Exercise description
Give as output the line that contains "In this picture, where can the white sneaker", followed by every remaining line of the entries, unchanged and with nothing added.

═════ Exercise material ═════

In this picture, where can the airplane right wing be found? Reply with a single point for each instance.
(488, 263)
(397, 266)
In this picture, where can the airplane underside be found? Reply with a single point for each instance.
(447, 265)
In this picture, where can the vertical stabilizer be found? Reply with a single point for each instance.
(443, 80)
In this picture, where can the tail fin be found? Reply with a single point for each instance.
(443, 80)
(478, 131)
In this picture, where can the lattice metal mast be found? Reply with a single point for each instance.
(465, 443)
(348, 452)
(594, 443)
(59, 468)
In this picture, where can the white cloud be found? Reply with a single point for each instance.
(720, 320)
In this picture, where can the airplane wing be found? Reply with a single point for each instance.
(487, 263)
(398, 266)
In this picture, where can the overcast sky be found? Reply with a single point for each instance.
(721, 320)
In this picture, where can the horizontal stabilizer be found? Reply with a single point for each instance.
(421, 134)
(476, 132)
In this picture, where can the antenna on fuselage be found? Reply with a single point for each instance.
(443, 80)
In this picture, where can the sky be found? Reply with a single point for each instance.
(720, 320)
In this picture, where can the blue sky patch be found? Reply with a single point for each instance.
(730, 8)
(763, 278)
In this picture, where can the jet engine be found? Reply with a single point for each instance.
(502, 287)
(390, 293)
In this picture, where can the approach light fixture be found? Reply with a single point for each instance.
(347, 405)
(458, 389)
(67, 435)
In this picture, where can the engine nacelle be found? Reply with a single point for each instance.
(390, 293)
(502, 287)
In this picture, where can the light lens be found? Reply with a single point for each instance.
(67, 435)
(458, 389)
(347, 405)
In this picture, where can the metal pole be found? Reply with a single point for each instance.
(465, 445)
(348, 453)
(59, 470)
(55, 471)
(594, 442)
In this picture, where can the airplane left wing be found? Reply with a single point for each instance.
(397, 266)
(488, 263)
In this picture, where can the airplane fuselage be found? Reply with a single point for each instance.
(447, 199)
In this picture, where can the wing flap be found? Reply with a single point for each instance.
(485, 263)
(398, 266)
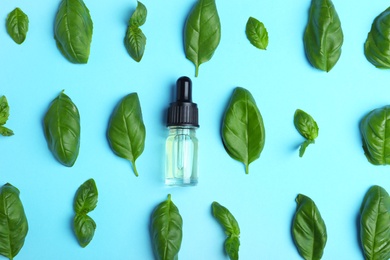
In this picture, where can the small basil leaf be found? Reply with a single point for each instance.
(323, 36)
(135, 42)
(256, 33)
(17, 25)
(4, 131)
(73, 30)
(84, 227)
(307, 127)
(374, 129)
(126, 130)
(232, 245)
(13, 222)
(62, 129)
(226, 219)
(138, 18)
(378, 41)
(86, 197)
(166, 230)
(202, 33)
(375, 224)
(308, 229)
(243, 132)
(4, 110)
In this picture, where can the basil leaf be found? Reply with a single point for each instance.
(226, 219)
(378, 41)
(323, 36)
(231, 228)
(86, 197)
(17, 25)
(135, 42)
(256, 33)
(166, 230)
(375, 224)
(4, 114)
(243, 132)
(84, 227)
(73, 30)
(62, 129)
(4, 131)
(374, 129)
(13, 222)
(308, 229)
(138, 18)
(202, 33)
(232, 245)
(126, 130)
(307, 127)
(4, 110)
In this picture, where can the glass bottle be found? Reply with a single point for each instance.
(181, 167)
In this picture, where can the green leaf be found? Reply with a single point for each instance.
(86, 197)
(135, 42)
(17, 25)
(231, 228)
(377, 45)
(226, 219)
(13, 222)
(307, 127)
(232, 245)
(138, 18)
(323, 36)
(73, 30)
(256, 33)
(375, 224)
(62, 129)
(202, 33)
(374, 129)
(243, 132)
(308, 229)
(166, 230)
(126, 130)
(84, 227)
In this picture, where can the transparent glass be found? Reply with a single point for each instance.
(181, 167)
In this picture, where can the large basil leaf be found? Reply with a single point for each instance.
(231, 228)
(4, 114)
(308, 229)
(13, 222)
(323, 36)
(17, 25)
(307, 127)
(73, 30)
(256, 33)
(243, 132)
(232, 245)
(138, 18)
(166, 230)
(374, 129)
(126, 130)
(202, 33)
(86, 197)
(375, 224)
(226, 219)
(84, 227)
(377, 45)
(135, 42)
(62, 129)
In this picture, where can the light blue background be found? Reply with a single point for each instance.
(334, 172)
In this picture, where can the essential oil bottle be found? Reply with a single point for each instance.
(182, 145)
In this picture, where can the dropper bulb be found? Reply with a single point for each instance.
(184, 89)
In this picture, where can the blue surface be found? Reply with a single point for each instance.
(334, 172)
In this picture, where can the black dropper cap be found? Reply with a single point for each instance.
(183, 112)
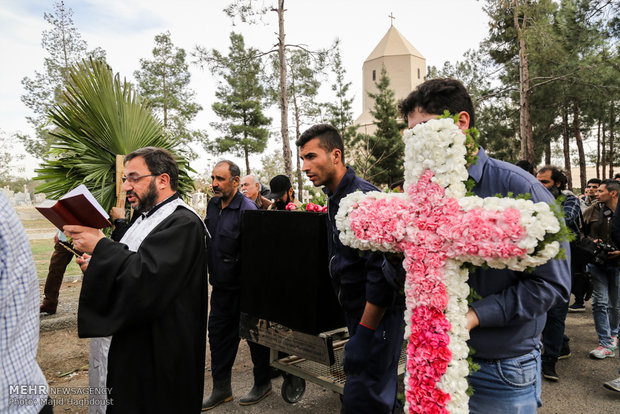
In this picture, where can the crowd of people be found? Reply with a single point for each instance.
(144, 292)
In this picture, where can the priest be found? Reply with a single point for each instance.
(149, 293)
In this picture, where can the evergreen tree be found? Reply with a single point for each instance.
(240, 106)
(8, 157)
(302, 89)
(164, 81)
(340, 112)
(65, 47)
(386, 145)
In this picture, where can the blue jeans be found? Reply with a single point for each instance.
(605, 304)
(507, 386)
(553, 333)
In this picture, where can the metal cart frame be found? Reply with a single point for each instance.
(315, 358)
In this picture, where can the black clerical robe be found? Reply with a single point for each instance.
(154, 303)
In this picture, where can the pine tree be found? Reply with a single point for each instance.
(340, 112)
(164, 81)
(240, 101)
(65, 47)
(386, 145)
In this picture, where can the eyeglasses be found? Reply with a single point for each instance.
(135, 178)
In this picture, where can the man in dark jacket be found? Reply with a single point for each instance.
(505, 324)
(605, 302)
(224, 253)
(372, 303)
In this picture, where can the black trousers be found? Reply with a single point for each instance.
(223, 332)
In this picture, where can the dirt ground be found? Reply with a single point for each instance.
(63, 358)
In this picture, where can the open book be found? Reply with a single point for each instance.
(78, 206)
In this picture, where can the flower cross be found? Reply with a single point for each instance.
(438, 229)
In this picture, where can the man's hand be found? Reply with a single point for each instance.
(357, 350)
(84, 238)
(83, 261)
(613, 255)
(117, 213)
(471, 319)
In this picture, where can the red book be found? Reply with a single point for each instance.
(78, 206)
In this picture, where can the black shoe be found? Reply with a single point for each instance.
(548, 368)
(222, 392)
(576, 307)
(256, 394)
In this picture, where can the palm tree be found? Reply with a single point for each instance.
(99, 118)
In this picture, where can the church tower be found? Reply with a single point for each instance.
(405, 66)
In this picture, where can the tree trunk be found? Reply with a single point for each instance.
(286, 149)
(579, 141)
(566, 146)
(525, 118)
(300, 185)
(598, 149)
(165, 103)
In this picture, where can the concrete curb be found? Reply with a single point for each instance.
(61, 322)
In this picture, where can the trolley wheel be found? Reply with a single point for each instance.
(293, 388)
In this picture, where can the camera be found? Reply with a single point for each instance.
(599, 255)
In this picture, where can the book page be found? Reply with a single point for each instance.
(81, 189)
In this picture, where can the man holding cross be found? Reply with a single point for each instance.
(363, 281)
(505, 324)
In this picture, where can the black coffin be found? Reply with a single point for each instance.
(285, 277)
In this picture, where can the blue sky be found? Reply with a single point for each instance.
(440, 29)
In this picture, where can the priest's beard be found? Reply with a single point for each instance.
(147, 201)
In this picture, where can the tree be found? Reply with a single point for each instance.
(64, 46)
(386, 146)
(8, 157)
(246, 10)
(302, 88)
(164, 81)
(240, 105)
(98, 118)
(340, 112)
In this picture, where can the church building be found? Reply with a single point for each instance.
(405, 66)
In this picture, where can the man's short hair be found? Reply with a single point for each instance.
(438, 95)
(159, 161)
(557, 175)
(612, 185)
(233, 168)
(328, 135)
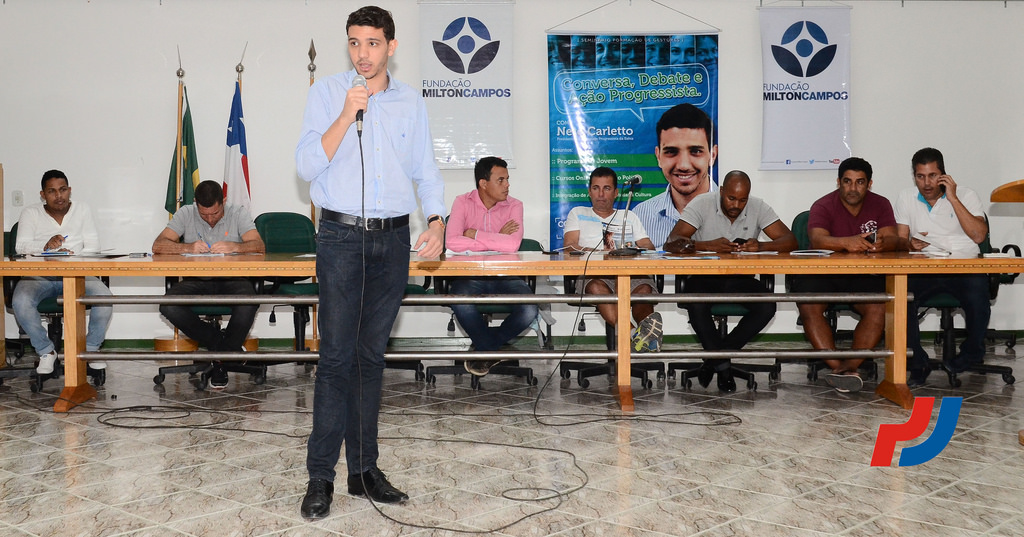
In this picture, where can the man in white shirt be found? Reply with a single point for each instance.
(56, 225)
(939, 216)
(596, 228)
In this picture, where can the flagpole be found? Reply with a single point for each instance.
(177, 147)
(313, 343)
(312, 78)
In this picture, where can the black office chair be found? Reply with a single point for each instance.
(17, 346)
(721, 314)
(586, 370)
(509, 367)
(53, 314)
(947, 305)
(868, 369)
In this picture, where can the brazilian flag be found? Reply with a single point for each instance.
(187, 162)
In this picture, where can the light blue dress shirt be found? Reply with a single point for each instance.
(396, 146)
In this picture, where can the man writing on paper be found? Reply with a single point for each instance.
(728, 221)
(488, 219)
(596, 228)
(56, 225)
(950, 220)
(849, 219)
(208, 226)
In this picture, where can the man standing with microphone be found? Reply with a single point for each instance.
(366, 182)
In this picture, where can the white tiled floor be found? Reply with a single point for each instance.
(788, 459)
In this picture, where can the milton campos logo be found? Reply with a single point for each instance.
(890, 434)
(805, 50)
(466, 46)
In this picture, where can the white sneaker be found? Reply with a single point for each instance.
(46, 362)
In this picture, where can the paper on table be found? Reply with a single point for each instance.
(471, 252)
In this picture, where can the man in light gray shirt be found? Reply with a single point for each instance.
(728, 221)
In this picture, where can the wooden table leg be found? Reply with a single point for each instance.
(623, 326)
(894, 386)
(77, 388)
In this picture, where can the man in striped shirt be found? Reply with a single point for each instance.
(685, 154)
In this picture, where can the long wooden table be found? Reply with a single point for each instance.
(895, 266)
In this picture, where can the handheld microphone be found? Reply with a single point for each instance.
(358, 80)
(623, 250)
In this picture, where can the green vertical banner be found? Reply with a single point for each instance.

═════

Result of this task
In this picture, where can the white sneaker be found? Reply with a single point for each instance.
(46, 362)
In this picture, where can the paper on table be found? Reply with a single point for each instance.
(471, 252)
In this picture, where can the man in light gray shirt be found? Reply with a single point for each instance.
(728, 221)
In this picture, where can the wooden table leg be found? Reply with a single point for each instance.
(623, 326)
(894, 386)
(77, 388)
In this picture, where can the man in striped shirt be found? Reply with a single point for each instance.
(685, 154)
In this picture, where can the long wooden table be found? Reply with a single point for each instance.
(895, 266)
In this picture, where can the handheld microphone be found? Reply with a single point for each instance.
(358, 80)
(623, 250)
In this picture, where can the green vertical banner be found? Reply with a single point for each instance.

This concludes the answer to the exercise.